++++ PROVIDED ENTRIES

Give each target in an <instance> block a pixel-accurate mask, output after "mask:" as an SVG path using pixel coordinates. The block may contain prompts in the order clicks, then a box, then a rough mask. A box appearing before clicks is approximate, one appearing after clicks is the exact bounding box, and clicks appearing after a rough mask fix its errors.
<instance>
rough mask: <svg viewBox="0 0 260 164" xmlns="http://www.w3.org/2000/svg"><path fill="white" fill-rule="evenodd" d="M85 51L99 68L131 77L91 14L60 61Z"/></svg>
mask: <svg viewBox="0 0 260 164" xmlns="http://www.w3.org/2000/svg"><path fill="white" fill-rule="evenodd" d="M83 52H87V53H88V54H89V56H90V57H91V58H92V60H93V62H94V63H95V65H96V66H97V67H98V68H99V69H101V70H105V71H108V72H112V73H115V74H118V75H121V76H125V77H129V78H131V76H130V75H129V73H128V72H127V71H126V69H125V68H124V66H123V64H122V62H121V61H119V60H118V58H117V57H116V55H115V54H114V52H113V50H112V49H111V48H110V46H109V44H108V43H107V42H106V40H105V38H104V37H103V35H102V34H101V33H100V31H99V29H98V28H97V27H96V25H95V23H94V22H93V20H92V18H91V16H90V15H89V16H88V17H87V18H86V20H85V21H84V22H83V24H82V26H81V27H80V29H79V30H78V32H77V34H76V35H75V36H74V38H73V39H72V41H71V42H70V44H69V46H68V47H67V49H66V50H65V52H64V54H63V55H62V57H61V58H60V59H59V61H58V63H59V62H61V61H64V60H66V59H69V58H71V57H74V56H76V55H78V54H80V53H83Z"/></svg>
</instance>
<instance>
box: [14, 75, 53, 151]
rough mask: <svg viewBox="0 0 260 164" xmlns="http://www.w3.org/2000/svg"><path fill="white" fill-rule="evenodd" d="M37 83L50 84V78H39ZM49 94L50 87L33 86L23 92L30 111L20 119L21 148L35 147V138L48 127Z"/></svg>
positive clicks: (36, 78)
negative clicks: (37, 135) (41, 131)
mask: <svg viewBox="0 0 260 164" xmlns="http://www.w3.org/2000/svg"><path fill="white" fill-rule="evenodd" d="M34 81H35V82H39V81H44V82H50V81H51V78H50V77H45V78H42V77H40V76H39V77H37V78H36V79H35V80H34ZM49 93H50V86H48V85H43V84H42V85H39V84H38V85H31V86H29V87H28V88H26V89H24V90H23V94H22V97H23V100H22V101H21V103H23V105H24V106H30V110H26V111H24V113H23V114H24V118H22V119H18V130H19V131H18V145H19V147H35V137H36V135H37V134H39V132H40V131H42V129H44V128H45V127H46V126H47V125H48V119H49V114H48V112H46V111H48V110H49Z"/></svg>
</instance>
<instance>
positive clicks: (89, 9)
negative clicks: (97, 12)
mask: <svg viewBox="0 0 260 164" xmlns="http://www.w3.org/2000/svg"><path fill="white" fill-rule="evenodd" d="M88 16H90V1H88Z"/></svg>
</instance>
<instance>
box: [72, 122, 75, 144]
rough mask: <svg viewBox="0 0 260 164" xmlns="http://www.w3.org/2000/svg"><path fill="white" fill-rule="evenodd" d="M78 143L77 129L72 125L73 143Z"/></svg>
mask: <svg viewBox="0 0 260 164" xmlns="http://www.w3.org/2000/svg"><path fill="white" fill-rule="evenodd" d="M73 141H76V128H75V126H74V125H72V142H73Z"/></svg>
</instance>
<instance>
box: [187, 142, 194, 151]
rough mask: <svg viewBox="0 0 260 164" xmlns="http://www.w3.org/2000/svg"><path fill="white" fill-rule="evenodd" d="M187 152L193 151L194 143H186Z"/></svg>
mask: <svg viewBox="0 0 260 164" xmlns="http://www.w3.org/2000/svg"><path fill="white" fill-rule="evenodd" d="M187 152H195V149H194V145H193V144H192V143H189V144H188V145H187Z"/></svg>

++++++++
++++ PROVIDED ENTRIES

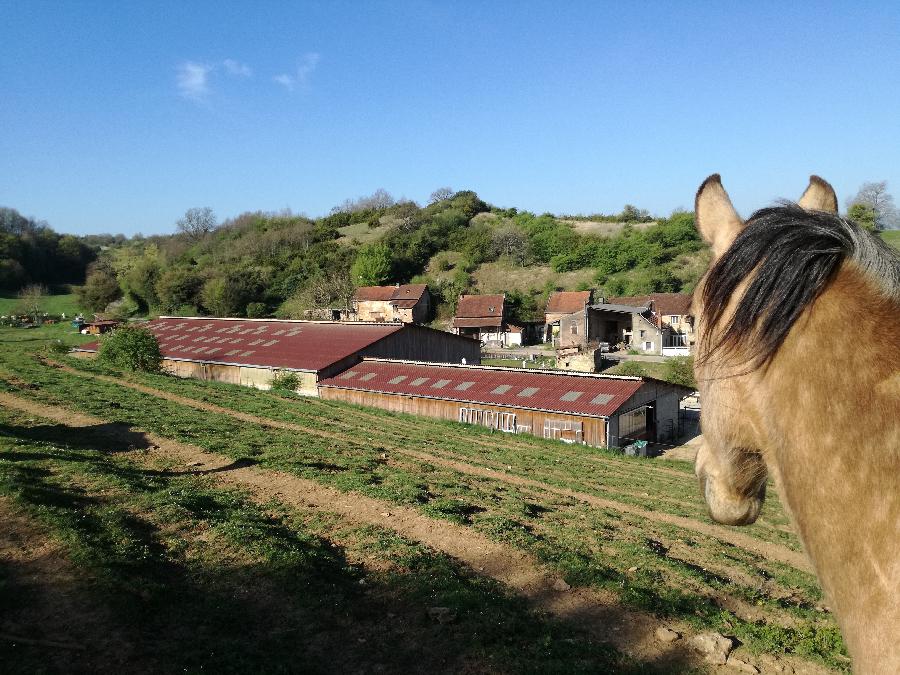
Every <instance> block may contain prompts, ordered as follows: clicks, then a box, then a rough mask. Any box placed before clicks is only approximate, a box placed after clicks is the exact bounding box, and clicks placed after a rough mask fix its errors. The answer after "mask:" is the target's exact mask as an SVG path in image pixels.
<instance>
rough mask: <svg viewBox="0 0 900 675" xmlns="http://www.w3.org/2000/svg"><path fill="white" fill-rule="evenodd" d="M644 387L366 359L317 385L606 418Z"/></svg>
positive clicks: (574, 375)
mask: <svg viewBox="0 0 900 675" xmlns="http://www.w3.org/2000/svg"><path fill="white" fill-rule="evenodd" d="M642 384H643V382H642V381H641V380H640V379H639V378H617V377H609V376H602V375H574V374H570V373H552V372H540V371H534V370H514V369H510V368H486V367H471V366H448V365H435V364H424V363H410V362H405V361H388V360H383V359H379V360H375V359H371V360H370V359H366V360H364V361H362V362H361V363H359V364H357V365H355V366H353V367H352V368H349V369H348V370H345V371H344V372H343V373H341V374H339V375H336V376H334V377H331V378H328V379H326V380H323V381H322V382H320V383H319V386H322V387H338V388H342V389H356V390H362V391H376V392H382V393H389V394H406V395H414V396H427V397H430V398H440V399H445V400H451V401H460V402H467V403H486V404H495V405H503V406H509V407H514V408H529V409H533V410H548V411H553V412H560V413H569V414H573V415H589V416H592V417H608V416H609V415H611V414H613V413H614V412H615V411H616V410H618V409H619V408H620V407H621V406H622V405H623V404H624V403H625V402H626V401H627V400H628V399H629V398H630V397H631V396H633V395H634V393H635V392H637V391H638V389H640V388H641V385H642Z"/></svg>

++++++++
++++ PROVIDED ENTRIES

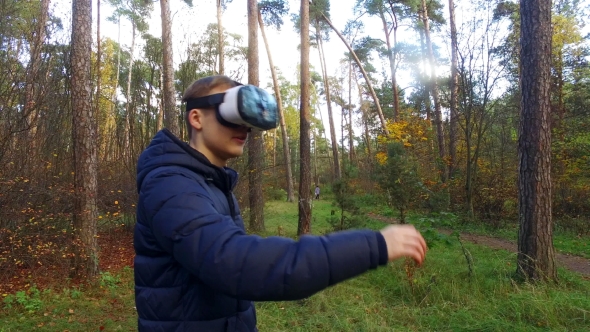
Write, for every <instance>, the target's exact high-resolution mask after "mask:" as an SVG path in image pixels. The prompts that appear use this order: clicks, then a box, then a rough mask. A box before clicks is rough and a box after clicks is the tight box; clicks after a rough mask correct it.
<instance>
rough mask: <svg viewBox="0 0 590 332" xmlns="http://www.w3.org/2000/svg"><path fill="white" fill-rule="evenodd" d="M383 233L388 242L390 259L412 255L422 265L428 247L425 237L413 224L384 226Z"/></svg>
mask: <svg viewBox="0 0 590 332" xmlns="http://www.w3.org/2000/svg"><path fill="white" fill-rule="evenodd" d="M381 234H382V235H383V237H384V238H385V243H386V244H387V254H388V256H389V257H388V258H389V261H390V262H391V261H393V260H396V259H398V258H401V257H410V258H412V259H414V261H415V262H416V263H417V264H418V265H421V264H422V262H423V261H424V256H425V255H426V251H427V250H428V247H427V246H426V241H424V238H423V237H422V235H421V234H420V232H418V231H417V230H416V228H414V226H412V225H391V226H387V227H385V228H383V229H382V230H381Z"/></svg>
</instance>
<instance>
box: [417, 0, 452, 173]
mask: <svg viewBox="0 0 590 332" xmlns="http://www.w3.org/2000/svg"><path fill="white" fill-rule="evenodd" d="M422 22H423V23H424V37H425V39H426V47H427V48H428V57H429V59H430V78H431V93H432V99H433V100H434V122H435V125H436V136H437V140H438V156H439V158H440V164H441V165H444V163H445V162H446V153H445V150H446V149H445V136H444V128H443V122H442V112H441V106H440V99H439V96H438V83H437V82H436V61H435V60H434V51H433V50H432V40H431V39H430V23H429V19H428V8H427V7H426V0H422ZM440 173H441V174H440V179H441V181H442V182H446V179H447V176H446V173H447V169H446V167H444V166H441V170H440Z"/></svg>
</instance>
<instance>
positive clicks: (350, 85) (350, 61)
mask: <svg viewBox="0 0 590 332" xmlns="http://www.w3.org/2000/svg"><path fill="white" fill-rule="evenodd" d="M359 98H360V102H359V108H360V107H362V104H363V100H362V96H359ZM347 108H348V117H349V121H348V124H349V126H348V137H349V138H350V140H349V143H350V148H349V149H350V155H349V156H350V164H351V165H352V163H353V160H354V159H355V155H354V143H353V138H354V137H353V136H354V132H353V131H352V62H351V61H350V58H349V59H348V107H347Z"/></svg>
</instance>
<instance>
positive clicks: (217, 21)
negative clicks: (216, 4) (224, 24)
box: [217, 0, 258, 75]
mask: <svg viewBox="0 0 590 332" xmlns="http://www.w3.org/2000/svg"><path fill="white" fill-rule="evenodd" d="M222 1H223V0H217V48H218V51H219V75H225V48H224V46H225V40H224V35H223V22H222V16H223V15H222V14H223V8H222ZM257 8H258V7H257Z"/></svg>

++++++++

In the preceding material, find each line holding the word "image" and copy it out.

Every <instance> block may contain prompts, ordered as follows: clicks, then a box, then a rough mask. Any box placed before clicks is only approximate, a box placed after clicks is the exact bounding box, and clicks placed after a rough mask fix its errors. The answer after "mask:" is the target's exact mask as an SVG path in image pixels.
Write, for every <instance>, the target's exact high-resolution mask after "mask:" as an SVG path in image pixels. The prompts that appear use this order: clicks, then a box, then a rough mask. A box before clicks is rough and a box after clicks is the tight box; clicks after a rough mask correct it.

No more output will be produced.